The line containing "TARGET = striped woven cloth" marks the start; repeat it and every following line exactly through the end of the entries.

_Region pointing data_:

=== Begin Enclosure ===

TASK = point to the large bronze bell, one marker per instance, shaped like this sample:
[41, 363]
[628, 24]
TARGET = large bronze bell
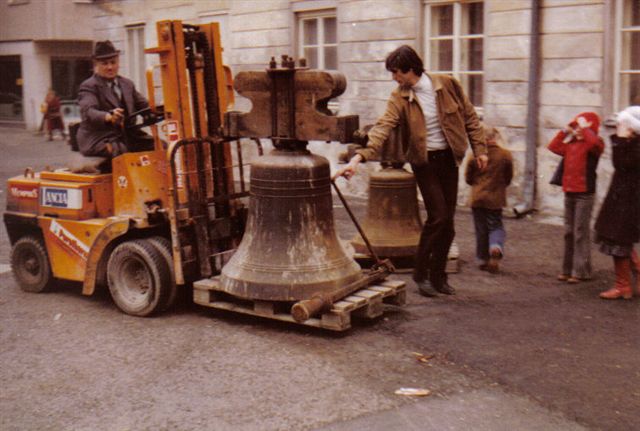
[393, 224]
[290, 250]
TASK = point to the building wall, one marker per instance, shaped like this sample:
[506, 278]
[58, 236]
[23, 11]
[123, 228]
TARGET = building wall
[39, 20]
[573, 69]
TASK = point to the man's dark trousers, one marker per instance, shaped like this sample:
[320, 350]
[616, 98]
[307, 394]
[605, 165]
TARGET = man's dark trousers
[438, 183]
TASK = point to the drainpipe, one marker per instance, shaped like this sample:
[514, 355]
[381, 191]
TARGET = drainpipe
[533, 107]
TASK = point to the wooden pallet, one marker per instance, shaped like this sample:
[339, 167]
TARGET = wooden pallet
[365, 303]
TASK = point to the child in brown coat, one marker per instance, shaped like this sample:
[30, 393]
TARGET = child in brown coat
[488, 197]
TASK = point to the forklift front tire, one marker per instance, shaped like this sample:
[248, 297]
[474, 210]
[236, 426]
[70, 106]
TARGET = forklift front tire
[30, 265]
[139, 279]
[163, 245]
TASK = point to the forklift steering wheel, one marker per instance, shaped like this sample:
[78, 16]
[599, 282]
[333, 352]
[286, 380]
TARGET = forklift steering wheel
[148, 118]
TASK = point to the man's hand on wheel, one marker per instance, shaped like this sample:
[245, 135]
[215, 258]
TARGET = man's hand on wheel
[115, 117]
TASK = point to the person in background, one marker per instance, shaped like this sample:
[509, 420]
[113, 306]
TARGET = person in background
[52, 114]
[437, 123]
[618, 224]
[581, 147]
[488, 197]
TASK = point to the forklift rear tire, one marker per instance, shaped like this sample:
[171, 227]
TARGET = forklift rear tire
[139, 279]
[30, 265]
[163, 245]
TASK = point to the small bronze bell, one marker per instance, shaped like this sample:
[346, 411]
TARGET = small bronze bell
[393, 223]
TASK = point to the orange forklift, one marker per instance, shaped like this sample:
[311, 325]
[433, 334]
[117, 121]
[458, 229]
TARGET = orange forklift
[161, 219]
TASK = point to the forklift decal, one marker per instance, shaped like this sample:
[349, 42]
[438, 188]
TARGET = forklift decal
[68, 240]
[24, 192]
[145, 161]
[61, 198]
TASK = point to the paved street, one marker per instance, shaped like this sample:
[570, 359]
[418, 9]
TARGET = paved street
[517, 350]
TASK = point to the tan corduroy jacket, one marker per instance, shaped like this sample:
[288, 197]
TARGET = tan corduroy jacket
[458, 120]
[488, 186]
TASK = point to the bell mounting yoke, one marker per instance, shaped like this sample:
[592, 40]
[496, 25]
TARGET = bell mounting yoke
[289, 106]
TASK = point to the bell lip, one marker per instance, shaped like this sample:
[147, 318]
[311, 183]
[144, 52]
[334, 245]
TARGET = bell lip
[252, 290]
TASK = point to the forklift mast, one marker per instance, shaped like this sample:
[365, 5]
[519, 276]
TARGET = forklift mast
[205, 213]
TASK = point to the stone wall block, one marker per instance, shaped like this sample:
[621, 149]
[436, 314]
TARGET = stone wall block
[582, 94]
[264, 38]
[370, 51]
[388, 29]
[509, 23]
[250, 6]
[507, 5]
[506, 115]
[578, 45]
[576, 69]
[374, 71]
[576, 18]
[508, 70]
[514, 93]
[507, 47]
[259, 20]
[254, 56]
[375, 10]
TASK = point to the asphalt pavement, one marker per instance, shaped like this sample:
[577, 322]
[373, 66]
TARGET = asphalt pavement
[517, 350]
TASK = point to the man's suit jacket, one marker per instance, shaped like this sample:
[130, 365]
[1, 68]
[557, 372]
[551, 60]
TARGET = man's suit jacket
[96, 99]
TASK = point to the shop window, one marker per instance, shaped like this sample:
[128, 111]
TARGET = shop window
[627, 79]
[454, 43]
[318, 39]
[135, 57]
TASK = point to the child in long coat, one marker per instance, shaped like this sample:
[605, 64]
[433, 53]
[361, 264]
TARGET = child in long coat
[488, 197]
[618, 224]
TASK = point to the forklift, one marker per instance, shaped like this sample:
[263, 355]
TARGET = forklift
[160, 219]
[166, 221]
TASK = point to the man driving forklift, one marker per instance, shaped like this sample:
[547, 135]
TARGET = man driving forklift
[106, 100]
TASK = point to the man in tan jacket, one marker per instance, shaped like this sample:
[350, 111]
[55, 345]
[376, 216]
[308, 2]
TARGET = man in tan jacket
[436, 123]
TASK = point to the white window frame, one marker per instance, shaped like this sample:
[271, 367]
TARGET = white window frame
[136, 59]
[317, 15]
[618, 72]
[457, 37]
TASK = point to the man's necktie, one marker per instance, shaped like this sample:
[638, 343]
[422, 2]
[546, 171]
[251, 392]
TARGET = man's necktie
[116, 91]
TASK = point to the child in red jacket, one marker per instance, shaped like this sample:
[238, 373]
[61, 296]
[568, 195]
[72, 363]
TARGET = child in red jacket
[580, 146]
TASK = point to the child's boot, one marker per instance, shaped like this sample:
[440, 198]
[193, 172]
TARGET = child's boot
[635, 268]
[622, 286]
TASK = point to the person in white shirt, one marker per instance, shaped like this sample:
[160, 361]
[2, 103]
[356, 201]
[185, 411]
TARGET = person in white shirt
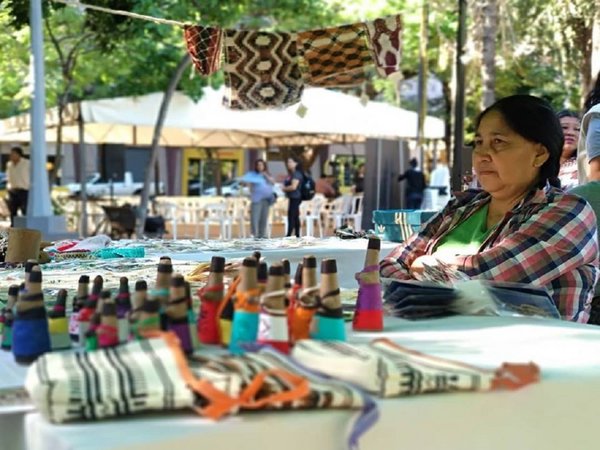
[440, 180]
[17, 175]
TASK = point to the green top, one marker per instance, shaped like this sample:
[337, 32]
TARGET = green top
[468, 236]
[591, 193]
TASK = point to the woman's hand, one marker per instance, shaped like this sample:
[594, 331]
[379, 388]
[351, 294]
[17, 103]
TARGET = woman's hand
[418, 265]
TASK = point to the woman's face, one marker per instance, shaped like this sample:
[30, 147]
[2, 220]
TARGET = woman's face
[570, 126]
[291, 164]
[507, 164]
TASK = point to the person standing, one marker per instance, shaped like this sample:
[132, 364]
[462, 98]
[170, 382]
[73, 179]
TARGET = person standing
[588, 156]
[415, 185]
[440, 180]
[570, 124]
[359, 180]
[291, 187]
[261, 197]
[17, 175]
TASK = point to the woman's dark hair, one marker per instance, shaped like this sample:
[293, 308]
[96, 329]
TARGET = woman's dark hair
[567, 113]
[593, 97]
[260, 160]
[18, 151]
[533, 119]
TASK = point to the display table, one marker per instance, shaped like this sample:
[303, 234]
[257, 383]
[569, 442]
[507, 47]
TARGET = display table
[11, 411]
[558, 413]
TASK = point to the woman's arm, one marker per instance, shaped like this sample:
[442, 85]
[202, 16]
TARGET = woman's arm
[552, 243]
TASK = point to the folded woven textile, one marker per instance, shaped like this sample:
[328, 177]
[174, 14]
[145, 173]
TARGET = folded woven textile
[144, 375]
[385, 37]
[261, 70]
[337, 56]
[153, 375]
[389, 370]
[324, 392]
[426, 299]
[204, 47]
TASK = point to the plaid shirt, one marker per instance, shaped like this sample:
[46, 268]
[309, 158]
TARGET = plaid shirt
[548, 239]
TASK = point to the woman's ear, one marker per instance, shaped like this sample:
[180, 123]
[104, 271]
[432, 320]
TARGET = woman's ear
[541, 155]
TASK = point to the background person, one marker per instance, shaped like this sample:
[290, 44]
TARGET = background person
[359, 180]
[261, 197]
[588, 158]
[17, 184]
[291, 187]
[415, 185]
[570, 124]
[520, 227]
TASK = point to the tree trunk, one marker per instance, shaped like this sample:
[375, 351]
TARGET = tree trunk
[183, 64]
[596, 46]
[423, 69]
[489, 12]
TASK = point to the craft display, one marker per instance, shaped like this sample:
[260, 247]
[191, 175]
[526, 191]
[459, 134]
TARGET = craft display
[262, 276]
[8, 317]
[58, 324]
[368, 314]
[191, 317]
[107, 332]
[79, 302]
[307, 300]
[261, 69]
[139, 297]
[30, 334]
[244, 328]
[273, 324]
[291, 297]
[211, 297]
[123, 303]
[328, 322]
[176, 313]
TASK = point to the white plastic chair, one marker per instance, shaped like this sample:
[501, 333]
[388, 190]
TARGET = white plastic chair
[355, 214]
[310, 215]
[215, 213]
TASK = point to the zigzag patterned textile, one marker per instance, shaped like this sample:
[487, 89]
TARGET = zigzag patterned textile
[385, 37]
[204, 46]
[335, 56]
[261, 70]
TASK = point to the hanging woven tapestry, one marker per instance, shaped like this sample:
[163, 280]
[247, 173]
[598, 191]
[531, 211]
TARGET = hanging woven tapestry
[335, 56]
[204, 46]
[261, 70]
[385, 37]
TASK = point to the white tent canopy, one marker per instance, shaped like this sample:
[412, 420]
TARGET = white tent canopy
[330, 117]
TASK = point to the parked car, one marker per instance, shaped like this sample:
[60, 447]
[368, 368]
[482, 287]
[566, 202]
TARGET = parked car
[96, 187]
[236, 188]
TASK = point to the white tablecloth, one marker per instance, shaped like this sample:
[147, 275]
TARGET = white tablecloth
[11, 415]
[558, 413]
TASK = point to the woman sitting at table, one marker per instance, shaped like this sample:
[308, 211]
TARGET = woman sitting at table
[520, 227]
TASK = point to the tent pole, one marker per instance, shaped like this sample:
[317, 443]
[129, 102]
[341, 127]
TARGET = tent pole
[82, 175]
[378, 172]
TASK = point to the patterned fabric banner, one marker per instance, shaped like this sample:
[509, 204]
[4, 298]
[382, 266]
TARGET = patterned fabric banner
[204, 46]
[261, 70]
[335, 56]
[385, 38]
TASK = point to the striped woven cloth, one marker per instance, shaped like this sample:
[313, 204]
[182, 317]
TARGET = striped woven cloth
[261, 70]
[337, 56]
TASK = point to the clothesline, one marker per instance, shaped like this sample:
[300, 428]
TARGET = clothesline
[78, 4]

=== End Enclosure ===

_Exercise solution_:
TARGET = striped woven cloth
[261, 70]
[337, 56]
TASK = point to the clothesline, one marker per instance, shaped like this sample:
[300, 428]
TARGET = clothesline
[78, 4]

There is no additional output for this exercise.